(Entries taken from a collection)
+ + + + + + +

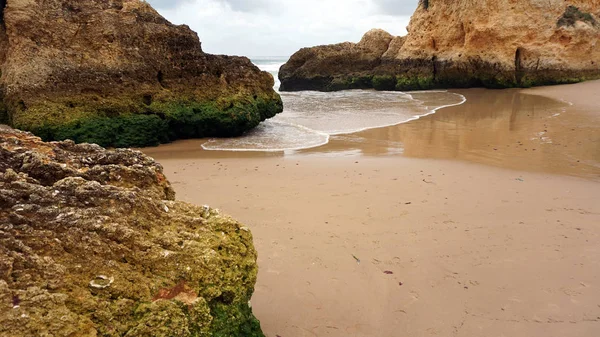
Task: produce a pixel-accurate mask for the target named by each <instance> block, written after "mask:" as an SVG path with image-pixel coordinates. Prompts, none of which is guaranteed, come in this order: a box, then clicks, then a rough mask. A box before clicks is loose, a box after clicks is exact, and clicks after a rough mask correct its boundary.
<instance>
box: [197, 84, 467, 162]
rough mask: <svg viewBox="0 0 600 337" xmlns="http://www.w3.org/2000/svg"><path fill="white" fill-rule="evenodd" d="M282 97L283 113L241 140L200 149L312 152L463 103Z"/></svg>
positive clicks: (425, 99)
mask: <svg viewBox="0 0 600 337" xmlns="http://www.w3.org/2000/svg"><path fill="white" fill-rule="evenodd" d="M282 99H283V101H284V107H285V108H284V112H283V113H281V114H279V115H277V116H276V117H274V118H272V119H270V120H268V121H266V122H263V123H261V124H260V125H259V126H258V127H257V128H255V129H254V130H252V131H250V132H249V133H247V134H245V135H244V136H242V137H237V138H226V139H211V140H209V141H207V142H206V143H204V144H202V148H204V149H205V150H214V151H263V152H279V151H286V150H301V149H308V148H315V147H319V146H322V145H325V144H327V143H329V140H330V137H331V136H334V135H346V134H352V133H357V132H361V131H365V130H369V129H375V128H382V127H390V126H394V125H398V124H402V123H407V122H410V121H413V120H416V119H419V118H422V117H424V116H427V115H431V114H434V113H436V112H437V111H438V110H439V109H442V108H445V107H450V106H456V105H461V104H463V103H464V102H466V98H465V97H464V96H463V95H460V94H456V93H449V92H447V91H420V92H410V93H404V92H379V91H369V90H348V91H339V92H334V93H322V92H314V91H304V92H293V93H282Z"/></svg>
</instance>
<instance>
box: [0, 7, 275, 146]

+ + + + + + +

--- Aim of the exercise ---
Start at the line containing "positive clicks: (425, 99)" and transcribe through the end of the entries. Please keep both ends and add nothing.

--- Result of this exercise ---
positive clicks: (425, 99)
mask: <svg viewBox="0 0 600 337" xmlns="http://www.w3.org/2000/svg"><path fill="white" fill-rule="evenodd" d="M282 99H283V101H284V107H285V108H284V112H283V113H281V114H279V115H277V116H276V117H274V118H272V119H270V120H268V121H266V122H263V123H261V124H260V125H259V126H258V127H257V128H255V129H254V130H252V131H250V132H249V133H247V134H245V135H244V136H242V137H237V138H226V139H211V140H209V141H207V142H206V143H204V144H202V148H204V149H205V150H214V151H263V152H279V151H286V150H301V149H308V148H315V147H319V146H322V145H325V144H327V143H329V140H330V137H331V136H334V135H346V134H352V133H357V132H361V131H365V130H369V129H375V128H382V127H390V126H394V125H398V124H402V123H407V122H410V121H413V120H416V119H419V118H422V117H424V116H427V115H431V114H434V113H436V112H437V111H438V110H439V109H442V108H445V107H450V106H456V105H461V104H463V103H464V102H466V98H465V97H464V96H463V95H460V94H456V93H449V92H447V91H420V92H410V93H404V92H379V91H369V90H348V91H339V92H334V93H322V92H314V91H304V92H293V93H282Z"/></svg>
</instance>
<instance>
box: [0, 7, 275, 146]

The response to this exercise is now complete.